— PROBLEM REQUIREMENTS —
Express these lines as a numbered list, with any blank lines left out.

— THE DATA —

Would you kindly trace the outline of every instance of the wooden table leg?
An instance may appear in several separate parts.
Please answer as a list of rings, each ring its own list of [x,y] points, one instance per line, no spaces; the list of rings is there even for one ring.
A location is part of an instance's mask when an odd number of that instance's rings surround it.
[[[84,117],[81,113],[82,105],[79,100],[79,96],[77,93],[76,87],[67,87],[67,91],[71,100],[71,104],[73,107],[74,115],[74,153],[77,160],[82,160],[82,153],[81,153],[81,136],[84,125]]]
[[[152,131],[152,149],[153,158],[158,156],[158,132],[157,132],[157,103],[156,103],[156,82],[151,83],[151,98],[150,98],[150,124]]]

— EXERCISE RESPONSE —
1. Would you kindly trace the outline of every instance of the wooden table leg?
2. An instance may appear in several separate parts.
3. Please answer as a list of rings, each ring its own list of [x,y] points, one instance per line, no spaces; the list of rings is there even for one ring.
4. A location is part of an instance's mask when an odd number of that instance's rings surround it.
5. [[[84,117],[81,113],[82,105],[79,100],[79,96],[77,93],[76,87],[67,87],[67,91],[71,100],[71,104],[73,107],[74,115],[74,153],[77,160],[82,160],[82,153],[81,153],[81,136],[84,125]]]
6. [[[152,131],[152,149],[153,158],[158,156],[158,132],[157,132],[157,103],[156,103],[156,82],[151,83],[151,98],[150,98],[150,124]]]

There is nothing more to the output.